* **Records shown**:
* * *

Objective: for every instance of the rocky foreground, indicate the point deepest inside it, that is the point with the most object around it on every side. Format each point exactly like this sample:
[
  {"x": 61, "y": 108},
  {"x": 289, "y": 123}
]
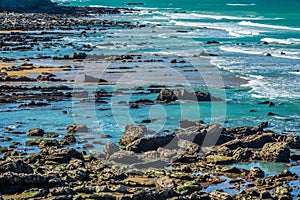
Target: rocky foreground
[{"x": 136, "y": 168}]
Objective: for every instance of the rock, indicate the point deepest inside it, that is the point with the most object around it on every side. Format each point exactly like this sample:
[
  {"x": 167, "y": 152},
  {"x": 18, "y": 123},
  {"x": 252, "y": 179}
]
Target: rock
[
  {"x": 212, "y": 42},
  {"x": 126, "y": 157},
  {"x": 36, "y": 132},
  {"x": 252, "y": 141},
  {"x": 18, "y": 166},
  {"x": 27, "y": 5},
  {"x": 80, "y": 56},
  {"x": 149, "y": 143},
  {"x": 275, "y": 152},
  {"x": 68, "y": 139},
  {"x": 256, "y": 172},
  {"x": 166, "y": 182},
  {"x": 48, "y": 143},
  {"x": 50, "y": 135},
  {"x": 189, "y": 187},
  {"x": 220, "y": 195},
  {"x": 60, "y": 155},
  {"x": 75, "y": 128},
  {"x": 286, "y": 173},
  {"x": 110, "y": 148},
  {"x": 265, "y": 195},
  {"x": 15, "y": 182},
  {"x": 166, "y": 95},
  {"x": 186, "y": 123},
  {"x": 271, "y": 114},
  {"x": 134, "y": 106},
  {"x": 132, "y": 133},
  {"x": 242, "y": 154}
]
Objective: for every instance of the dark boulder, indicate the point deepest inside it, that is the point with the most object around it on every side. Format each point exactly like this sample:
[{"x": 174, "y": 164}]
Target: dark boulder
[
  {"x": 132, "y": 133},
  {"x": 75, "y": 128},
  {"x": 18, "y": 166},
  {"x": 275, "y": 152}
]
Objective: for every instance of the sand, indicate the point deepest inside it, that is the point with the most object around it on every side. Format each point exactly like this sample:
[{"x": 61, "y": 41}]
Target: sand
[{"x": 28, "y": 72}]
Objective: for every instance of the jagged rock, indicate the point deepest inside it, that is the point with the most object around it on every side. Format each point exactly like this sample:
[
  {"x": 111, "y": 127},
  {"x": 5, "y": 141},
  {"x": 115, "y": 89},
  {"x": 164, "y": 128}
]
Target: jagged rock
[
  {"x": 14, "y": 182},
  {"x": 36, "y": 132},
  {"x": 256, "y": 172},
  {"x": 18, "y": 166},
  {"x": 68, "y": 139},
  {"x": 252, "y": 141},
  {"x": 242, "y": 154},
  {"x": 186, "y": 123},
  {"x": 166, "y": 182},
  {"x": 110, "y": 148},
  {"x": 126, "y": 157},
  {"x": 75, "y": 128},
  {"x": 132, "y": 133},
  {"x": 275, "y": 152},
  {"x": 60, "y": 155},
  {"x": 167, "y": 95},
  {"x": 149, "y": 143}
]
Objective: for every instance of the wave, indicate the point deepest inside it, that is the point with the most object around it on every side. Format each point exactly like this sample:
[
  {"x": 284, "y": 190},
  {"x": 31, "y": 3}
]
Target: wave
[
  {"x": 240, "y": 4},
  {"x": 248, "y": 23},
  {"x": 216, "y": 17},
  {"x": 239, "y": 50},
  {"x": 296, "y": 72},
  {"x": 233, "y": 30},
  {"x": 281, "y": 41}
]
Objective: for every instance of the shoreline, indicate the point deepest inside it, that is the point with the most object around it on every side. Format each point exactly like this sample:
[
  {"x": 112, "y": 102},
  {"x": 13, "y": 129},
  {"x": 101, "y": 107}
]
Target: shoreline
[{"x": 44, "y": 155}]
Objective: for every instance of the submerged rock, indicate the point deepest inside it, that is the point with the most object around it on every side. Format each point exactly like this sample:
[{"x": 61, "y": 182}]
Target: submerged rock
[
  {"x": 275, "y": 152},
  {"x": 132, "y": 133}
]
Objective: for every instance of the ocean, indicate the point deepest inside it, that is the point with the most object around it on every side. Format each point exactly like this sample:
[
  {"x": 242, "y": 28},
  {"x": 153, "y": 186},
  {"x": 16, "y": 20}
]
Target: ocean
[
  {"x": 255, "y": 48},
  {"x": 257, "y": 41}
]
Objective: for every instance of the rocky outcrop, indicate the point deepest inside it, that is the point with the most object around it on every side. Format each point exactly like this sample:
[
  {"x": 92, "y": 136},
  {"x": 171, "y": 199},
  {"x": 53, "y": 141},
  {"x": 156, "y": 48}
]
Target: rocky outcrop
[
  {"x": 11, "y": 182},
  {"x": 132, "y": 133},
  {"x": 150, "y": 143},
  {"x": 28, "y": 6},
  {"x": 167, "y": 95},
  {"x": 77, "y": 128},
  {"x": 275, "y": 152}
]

* * *

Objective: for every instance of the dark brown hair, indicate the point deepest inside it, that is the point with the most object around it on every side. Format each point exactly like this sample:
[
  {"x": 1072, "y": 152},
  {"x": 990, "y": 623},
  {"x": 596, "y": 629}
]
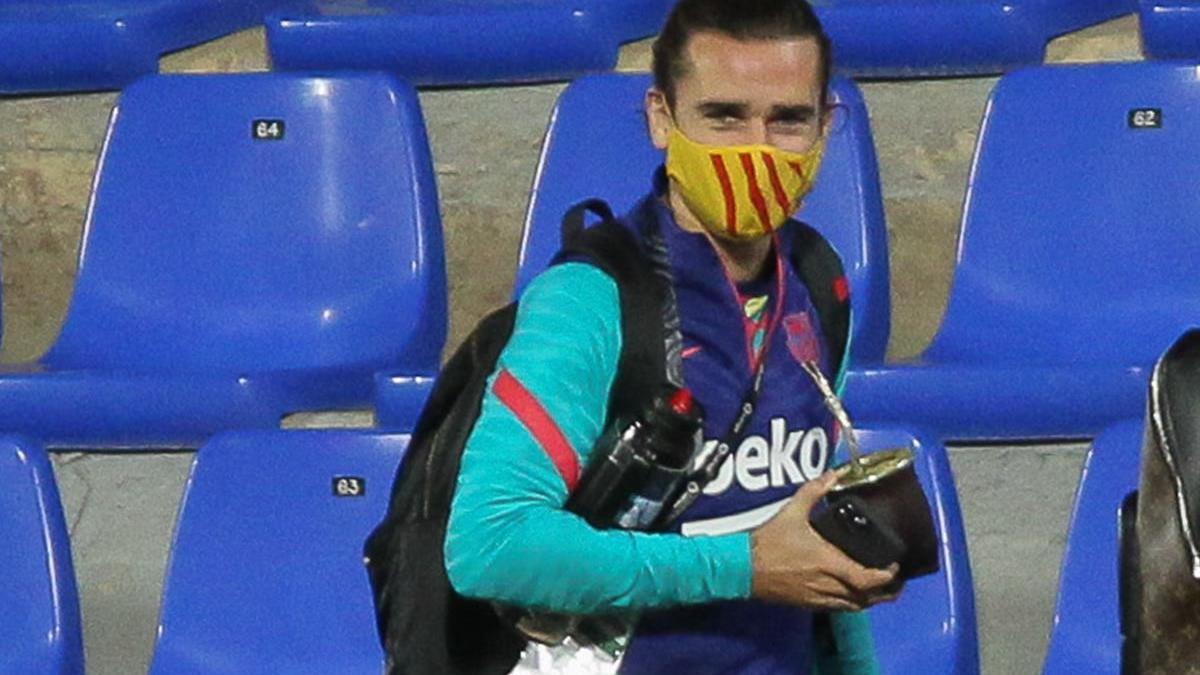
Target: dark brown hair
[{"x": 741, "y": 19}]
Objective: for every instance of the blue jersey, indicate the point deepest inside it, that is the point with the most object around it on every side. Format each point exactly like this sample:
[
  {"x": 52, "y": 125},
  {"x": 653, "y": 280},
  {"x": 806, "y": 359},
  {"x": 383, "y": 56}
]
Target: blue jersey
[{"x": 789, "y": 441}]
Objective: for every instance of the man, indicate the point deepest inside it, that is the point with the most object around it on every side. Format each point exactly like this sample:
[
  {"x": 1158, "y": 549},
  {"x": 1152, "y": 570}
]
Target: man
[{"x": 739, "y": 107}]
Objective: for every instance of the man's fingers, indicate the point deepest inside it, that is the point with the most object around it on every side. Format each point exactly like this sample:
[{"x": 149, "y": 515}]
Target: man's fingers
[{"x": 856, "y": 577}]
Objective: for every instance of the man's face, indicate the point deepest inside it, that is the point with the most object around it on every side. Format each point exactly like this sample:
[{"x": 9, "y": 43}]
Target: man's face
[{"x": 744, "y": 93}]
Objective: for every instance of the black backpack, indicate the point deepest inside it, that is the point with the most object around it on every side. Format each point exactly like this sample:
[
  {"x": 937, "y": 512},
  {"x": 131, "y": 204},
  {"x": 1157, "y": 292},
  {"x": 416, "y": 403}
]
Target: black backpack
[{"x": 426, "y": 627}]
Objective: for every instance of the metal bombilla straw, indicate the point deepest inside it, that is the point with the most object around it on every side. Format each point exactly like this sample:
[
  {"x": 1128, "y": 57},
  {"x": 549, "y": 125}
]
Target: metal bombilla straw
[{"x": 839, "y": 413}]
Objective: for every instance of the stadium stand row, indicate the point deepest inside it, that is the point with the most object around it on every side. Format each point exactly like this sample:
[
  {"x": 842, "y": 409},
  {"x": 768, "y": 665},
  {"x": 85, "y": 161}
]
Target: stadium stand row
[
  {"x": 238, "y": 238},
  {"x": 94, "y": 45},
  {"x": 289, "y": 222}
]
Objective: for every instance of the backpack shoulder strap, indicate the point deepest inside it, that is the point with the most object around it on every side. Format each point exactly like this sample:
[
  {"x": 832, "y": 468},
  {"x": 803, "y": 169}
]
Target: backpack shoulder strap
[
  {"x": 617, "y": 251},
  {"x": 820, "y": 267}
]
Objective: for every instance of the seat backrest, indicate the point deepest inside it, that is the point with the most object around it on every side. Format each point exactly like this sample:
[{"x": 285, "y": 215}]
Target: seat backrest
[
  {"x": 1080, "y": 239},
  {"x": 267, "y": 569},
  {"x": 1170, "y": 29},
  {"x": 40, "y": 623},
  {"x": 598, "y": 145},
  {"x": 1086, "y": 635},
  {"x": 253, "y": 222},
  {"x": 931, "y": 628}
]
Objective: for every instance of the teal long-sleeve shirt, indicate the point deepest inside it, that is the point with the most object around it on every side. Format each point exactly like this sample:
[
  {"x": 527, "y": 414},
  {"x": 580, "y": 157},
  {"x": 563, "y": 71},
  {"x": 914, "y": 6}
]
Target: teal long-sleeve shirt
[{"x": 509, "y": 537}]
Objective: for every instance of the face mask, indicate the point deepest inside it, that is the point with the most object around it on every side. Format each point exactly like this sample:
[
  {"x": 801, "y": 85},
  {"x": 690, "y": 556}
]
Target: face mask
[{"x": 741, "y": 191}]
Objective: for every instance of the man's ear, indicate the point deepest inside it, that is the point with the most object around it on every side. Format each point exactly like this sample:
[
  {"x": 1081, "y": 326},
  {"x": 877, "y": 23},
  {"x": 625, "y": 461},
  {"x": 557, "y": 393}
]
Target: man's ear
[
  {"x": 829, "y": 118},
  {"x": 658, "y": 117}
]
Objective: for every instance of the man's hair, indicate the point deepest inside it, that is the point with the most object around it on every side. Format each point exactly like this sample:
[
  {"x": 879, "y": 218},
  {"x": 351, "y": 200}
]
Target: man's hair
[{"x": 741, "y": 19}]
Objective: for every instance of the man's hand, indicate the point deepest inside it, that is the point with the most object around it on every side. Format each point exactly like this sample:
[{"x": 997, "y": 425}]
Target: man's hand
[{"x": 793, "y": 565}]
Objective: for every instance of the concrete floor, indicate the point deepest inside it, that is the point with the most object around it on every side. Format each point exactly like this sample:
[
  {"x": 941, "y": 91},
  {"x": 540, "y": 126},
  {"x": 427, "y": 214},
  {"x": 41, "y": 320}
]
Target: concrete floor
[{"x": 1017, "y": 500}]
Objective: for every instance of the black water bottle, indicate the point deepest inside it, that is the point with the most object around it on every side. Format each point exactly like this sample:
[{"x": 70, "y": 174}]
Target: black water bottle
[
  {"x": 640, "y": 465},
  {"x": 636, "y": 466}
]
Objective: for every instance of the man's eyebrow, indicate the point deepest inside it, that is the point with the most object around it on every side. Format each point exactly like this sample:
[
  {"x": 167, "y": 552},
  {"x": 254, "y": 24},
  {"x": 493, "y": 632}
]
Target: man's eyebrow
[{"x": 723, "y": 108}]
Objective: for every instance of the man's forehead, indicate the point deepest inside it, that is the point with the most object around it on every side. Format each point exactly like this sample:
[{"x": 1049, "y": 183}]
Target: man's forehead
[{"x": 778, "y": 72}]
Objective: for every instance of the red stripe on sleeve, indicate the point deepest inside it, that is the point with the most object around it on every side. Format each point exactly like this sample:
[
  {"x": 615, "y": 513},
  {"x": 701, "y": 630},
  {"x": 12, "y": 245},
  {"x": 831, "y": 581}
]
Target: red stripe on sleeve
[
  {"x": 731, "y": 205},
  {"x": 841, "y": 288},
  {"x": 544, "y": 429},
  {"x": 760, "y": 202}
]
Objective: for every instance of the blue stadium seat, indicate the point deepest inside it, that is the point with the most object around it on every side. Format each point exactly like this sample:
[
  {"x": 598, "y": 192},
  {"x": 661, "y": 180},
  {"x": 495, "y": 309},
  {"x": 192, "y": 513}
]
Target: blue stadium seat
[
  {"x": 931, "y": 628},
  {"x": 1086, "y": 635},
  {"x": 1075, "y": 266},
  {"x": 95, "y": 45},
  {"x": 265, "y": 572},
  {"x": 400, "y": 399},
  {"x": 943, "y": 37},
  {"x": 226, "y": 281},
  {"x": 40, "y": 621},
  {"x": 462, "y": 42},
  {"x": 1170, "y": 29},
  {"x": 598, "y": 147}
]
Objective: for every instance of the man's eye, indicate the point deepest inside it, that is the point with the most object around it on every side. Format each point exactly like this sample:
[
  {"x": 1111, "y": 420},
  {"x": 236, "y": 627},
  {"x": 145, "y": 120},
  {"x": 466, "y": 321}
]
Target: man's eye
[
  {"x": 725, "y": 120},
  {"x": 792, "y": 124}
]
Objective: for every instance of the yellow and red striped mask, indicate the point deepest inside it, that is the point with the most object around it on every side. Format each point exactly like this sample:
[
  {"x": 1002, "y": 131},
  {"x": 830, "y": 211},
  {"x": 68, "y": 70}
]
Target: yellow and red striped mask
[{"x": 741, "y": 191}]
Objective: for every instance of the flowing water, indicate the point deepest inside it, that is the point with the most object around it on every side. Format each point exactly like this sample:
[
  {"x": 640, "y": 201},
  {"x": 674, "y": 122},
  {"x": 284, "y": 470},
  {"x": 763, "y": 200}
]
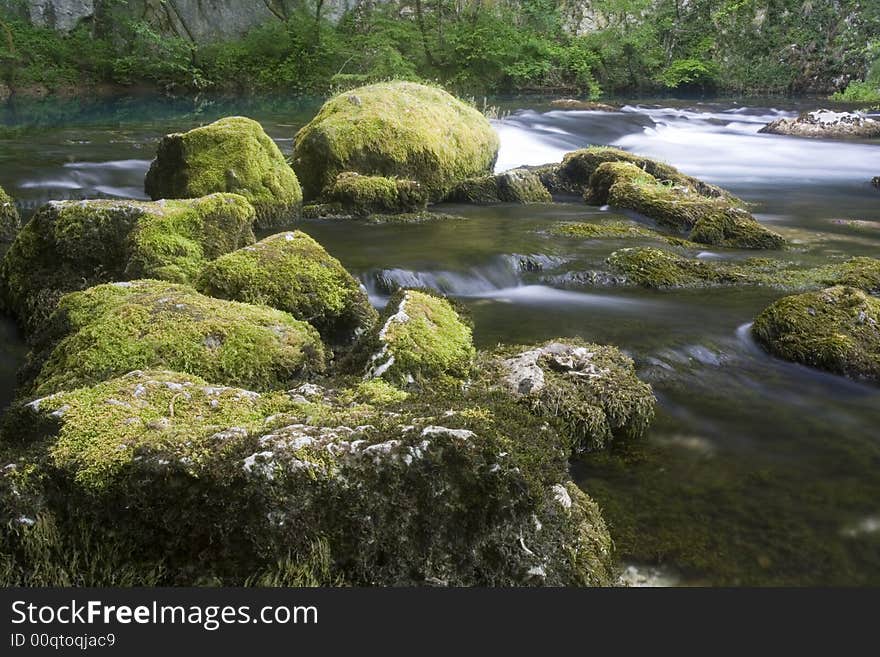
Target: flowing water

* * *

Give everything from the line containing "Objective: for every instance of the yellow" down to the line containing "Target: flowing water" as a numbered list, leaving out blank lines and pictures.

* **Written response**:
1. Objective: for every instance of the yellow and red striped mask, indicate the point deepest inside it, that is the point with the most object around it on every side. Format each point exactly like this sample:
2. [
3.   {"x": 1002, "y": 131},
4.   {"x": 830, "y": 211},
5.   {"x": 68, "y": 70}
6. ]
7. Target: yellow and red striped mask
8. [{"x": 741, "y": 191}]
9. Objective: for every instance of the flowing water, indicate the point deepest inside it, that is the point with the most object around it on every side. Format each point exactly like this sample:
10. [
11.   {"x": 640, "y": 201},
12.   {"x": 674, "y": 122},
13.   {"x": 284, "y": 470},
14.   {"x": 763, "y": 200}
15. ]
16. Target: flowing water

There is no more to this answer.